# TEXTE DU DOCUMENT:
Il ne parle pas non plus de l’abandon des politiques sociales qui devraient être dirigées vers le sauvetage de la vie de toutes les personnes sans distinction, qu’elles soient de première, de deuxième ou de troisième classe.

Il oublie que tous les citoyens et toutes les citoyennes appartiennent à une seule classe, l’espèce humaine. Tous ont le même droit : celui d’être des personnes. Il oublie que les démocraties que nous avons aujourd’hui sont plus formelles que réelles, et que nous vivons dans une société où des millions de personnes souffrent de la discrimination et de l’exclusion sociale, de la pauvreté et de la violence sociale, où la police considère les enfants et les filles pauvres comme des délinquants et non comme des victimes de la société.

En fait, ce que cherche Blumberg dans sa campagne messianique, c’est la pénalisation des enfants et leur emprisonnement pour les éloigner de la société afin qu’ils ne dérangent pas et ne commettent pas de délit contre les « vrais citoyens », car il considère qu’eux ne le sont pas. S’il atteignait ses objectifs, ce serait le plus sûr chemin vers le fascisme.
Il faudrait que Blumberg connaisse le travail qui se fait avec les mineurs et les organismes qui travaillent sur ce thème dans les réseaux sociaux, qu’il visite les quartiers pauvres et les restaurants populaires, et plus simplement qu’il apprenne et comprenne tout cela non seulement avec sa tête mais aussi avec son coeur.

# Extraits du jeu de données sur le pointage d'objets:

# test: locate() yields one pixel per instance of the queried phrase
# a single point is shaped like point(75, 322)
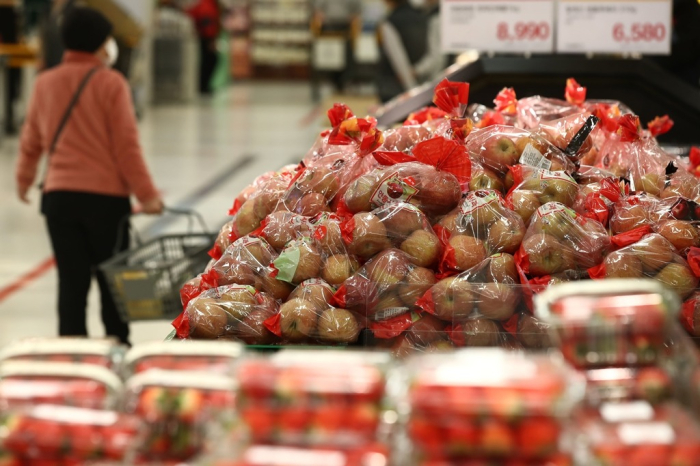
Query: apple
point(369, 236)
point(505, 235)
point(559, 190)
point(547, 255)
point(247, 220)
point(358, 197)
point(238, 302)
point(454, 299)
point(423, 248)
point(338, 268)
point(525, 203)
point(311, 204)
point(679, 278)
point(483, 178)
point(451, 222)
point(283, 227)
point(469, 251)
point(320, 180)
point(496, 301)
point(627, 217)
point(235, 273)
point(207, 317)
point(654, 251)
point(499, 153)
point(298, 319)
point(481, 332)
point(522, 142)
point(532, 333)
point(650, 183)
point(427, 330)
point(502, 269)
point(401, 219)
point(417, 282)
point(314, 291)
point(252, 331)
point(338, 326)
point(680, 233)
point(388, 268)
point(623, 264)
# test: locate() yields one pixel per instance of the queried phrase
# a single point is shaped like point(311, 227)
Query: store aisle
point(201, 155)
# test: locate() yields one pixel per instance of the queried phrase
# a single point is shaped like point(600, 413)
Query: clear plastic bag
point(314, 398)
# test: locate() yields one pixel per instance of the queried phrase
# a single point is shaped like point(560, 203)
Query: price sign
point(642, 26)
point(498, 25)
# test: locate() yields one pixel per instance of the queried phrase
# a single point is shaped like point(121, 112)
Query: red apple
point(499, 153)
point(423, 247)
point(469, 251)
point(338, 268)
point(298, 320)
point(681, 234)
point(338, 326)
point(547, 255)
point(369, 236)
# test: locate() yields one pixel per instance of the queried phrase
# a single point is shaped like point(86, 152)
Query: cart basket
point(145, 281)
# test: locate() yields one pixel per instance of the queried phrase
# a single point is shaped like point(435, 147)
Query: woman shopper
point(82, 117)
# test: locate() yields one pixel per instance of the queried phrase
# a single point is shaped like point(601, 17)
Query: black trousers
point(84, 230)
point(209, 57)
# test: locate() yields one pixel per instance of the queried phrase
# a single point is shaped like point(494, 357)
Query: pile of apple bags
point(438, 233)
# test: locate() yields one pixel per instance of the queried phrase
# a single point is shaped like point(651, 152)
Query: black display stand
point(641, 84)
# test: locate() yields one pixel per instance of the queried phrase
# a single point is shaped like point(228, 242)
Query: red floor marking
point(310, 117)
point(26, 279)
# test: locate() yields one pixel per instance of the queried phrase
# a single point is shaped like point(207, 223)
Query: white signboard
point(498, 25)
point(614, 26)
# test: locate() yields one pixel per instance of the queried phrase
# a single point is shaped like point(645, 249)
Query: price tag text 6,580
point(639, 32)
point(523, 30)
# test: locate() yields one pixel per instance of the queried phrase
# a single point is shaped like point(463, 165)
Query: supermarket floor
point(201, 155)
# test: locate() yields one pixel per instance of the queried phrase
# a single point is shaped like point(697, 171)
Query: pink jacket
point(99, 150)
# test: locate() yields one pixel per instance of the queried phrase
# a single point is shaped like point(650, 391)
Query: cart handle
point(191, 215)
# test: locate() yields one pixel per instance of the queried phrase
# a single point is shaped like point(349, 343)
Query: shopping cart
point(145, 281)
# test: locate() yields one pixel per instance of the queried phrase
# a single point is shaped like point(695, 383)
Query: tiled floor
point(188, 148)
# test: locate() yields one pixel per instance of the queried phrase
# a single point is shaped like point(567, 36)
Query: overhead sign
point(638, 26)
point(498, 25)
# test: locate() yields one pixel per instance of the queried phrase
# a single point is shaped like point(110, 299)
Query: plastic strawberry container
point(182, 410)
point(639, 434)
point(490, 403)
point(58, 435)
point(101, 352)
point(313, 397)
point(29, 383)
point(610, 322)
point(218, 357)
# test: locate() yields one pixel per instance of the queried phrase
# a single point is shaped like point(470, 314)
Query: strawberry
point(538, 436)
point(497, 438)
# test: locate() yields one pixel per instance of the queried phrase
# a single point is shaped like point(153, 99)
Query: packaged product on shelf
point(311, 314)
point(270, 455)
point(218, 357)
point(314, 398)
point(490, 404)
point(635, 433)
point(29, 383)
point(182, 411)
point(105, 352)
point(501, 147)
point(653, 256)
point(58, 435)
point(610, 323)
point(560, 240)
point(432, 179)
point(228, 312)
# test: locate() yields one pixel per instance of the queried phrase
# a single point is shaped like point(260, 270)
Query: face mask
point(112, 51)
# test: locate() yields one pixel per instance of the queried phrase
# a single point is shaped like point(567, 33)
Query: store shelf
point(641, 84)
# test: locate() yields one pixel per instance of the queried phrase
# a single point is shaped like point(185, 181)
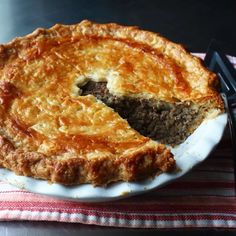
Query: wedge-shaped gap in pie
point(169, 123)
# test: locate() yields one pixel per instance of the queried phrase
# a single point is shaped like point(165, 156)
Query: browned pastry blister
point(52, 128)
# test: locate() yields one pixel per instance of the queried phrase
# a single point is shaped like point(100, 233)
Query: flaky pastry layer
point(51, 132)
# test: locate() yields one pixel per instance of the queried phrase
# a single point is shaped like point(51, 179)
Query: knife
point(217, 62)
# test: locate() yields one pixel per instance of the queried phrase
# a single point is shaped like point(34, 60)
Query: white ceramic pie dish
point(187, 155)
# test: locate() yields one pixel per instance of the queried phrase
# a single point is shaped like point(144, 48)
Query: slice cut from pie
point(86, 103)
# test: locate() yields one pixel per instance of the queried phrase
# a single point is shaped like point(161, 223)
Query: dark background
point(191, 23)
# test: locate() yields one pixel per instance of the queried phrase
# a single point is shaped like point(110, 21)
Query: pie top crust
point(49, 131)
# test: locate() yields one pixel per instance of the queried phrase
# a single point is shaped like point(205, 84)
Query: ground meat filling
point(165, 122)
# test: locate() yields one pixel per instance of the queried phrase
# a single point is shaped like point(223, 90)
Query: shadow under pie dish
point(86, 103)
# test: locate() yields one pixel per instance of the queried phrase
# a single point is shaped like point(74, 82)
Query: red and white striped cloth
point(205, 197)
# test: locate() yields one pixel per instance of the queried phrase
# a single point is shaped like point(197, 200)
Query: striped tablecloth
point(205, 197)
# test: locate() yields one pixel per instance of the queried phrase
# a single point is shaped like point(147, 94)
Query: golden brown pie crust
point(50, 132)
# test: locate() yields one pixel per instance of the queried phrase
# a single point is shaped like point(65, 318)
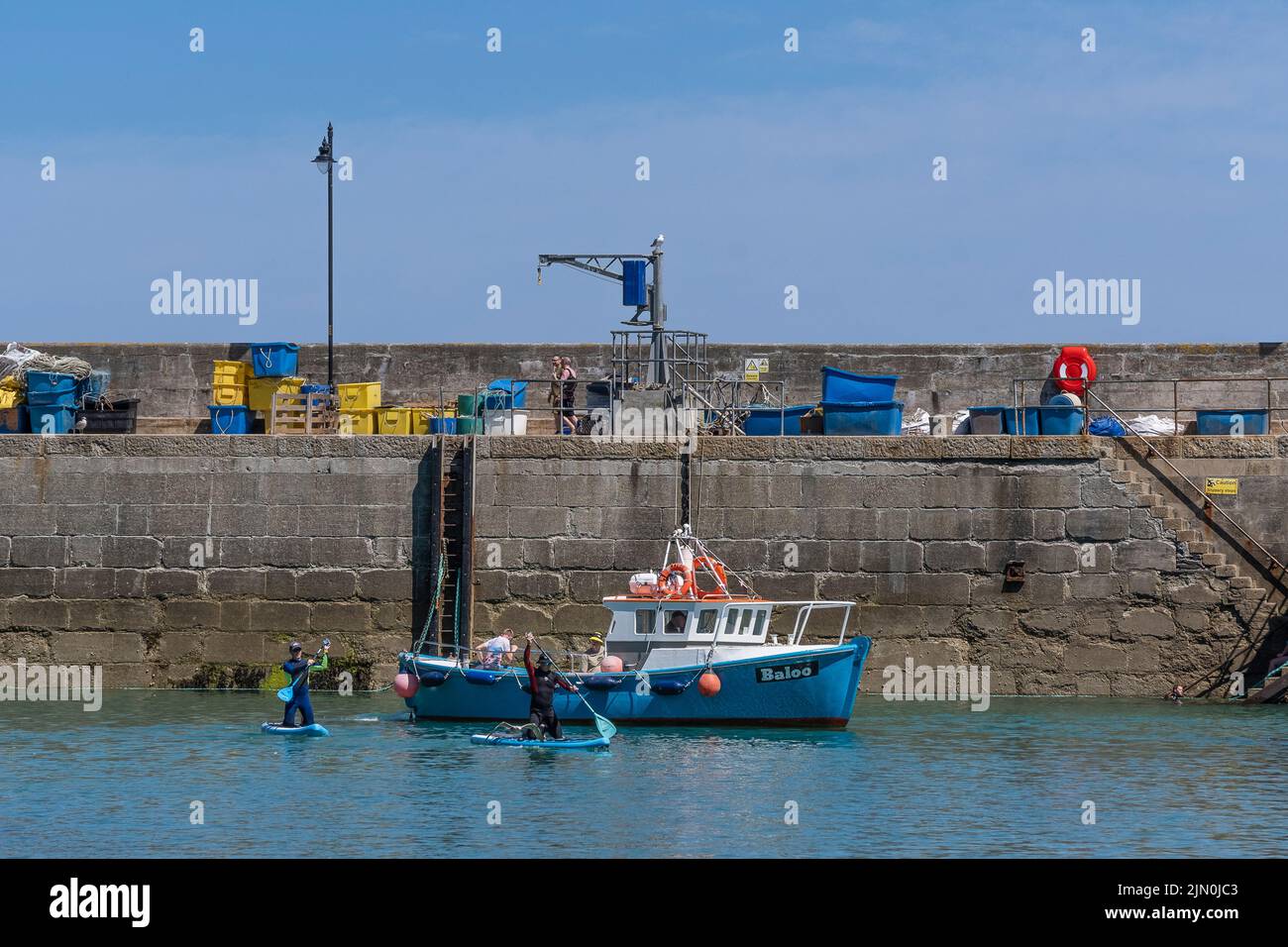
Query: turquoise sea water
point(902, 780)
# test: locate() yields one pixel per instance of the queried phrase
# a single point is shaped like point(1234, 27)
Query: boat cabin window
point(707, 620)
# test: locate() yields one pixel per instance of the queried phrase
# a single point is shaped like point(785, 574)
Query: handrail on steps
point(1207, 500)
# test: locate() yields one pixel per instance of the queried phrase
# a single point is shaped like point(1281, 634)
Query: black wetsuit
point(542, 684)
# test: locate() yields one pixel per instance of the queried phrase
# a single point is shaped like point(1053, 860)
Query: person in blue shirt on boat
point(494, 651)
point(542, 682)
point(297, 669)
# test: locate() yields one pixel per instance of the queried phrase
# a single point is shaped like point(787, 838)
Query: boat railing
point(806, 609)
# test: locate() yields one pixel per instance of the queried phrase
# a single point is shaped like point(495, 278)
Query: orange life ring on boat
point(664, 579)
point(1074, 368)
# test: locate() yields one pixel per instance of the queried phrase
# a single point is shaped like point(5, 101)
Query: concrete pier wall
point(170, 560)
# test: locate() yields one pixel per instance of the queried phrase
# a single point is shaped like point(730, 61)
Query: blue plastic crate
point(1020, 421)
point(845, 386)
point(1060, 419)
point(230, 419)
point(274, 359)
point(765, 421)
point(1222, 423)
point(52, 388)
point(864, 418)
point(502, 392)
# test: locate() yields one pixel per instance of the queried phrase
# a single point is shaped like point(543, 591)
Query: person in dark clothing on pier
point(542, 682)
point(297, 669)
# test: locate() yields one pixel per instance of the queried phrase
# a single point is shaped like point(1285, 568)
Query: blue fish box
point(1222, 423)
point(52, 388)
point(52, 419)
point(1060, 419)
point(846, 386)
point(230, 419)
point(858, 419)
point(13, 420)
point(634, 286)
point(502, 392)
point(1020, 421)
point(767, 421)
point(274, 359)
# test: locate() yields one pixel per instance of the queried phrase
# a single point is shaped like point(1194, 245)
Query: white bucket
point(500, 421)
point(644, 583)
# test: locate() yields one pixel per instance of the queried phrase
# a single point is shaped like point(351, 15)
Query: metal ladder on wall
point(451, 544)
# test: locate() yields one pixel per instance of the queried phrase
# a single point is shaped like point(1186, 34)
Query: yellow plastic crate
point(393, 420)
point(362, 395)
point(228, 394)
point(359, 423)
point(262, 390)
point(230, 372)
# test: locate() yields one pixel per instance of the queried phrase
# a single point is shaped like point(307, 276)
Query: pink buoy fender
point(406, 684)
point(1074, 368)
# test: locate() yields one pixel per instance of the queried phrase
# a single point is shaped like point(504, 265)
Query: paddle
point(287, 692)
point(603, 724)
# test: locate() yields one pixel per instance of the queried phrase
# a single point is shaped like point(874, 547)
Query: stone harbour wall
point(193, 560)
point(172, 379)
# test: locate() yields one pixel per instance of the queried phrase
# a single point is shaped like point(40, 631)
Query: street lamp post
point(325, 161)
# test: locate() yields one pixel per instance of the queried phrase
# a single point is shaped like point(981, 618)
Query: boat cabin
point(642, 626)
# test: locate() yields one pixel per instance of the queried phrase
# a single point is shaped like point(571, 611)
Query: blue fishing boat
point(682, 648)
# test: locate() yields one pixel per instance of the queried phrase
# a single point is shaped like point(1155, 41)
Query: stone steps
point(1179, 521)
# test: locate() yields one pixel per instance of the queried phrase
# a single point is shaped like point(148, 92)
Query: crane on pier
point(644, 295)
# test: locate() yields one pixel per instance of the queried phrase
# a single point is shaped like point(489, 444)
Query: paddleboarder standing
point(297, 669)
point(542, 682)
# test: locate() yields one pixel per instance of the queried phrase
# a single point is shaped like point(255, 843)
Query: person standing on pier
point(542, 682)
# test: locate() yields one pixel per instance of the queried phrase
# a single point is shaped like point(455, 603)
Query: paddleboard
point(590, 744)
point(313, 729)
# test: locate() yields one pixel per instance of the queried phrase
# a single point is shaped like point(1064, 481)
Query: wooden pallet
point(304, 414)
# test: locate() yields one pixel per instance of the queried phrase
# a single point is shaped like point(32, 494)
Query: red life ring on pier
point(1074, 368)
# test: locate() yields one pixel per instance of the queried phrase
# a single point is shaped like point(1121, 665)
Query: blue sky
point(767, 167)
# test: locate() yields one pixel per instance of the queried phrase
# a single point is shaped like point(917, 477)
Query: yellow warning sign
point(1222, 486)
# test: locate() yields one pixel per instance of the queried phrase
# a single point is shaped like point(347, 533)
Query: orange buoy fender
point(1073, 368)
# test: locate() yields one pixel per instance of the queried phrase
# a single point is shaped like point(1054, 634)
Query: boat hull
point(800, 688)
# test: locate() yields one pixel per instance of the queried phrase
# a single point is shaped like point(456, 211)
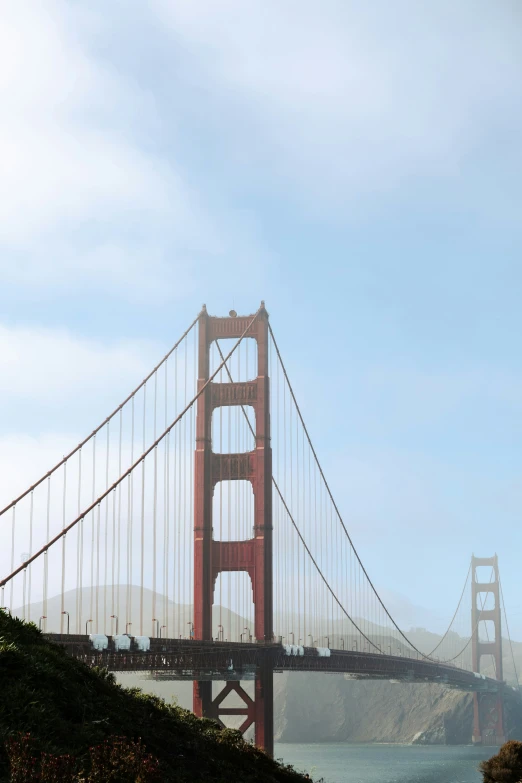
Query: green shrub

# CONSIGNES:
(a) Recopiez fidèlement, dans le texte sur la campagne de Blumberg, le passage qui va de "Il faudrait que" jusqu'à "avec son coeur.".
(b) Poursuivez, s'il vous plaît, le texte sur la campagne de Blumberg à partir de sa dernière phrase.

# RÉPONSES POINT PAR POINT:
(a)
Il faudrait que Blumberg connaisse le travail qui se fait avec les mineurs et les organismes qui travaillent sur ce thème dans les réseaux sociaux, qu’il visite les quartiers pauvres et les restaurants populaires, et plus simplement qu’il apprenne et comprenne tout cela non seulement avec sa tête mais aussi avec son coeur.

(b)
Nous-mêmes et tous ceux qui travaillent et sont engagés dans les secteurs les plus pauvres, en particulier avec les garçons et les filles qui vivent en situation de risque social, nous pouvons dire qu’il faut leur donner amitié et tendresse tout en respectant leurs droits, les éduquer et leur donner aussi un lieu de participation sociale. Les véritables problèmes à résoudre sont structurels et sociaux et pour cela il faut ouvrir le dialogue avec eux et leur donner des espaces de liberté au lieu de les enfermer, afin qu’ils puissent davantage sourire à la vie.
La violence appelle davantage de violence et ne résout pas les problèmes. Le moyen de résoudre le problème de la violence ne se trouve pas dans l’application des lois et des politiques punitives, mais il se trouve dans la mise en place d’une politique sociale en accord avec les besoins du peuple.

Je suis d’accord avec Blumberg pour dire qu’il existe des législateurs qui ne remplissent pas leur rôle, des juges qui ne devraient pas occuper les hautes fonctions qu’ils occupent et que nous avons besoin d’une grande réforme de la justice et des forces de police qui aujourd’hui font régner la plus grande insécurité.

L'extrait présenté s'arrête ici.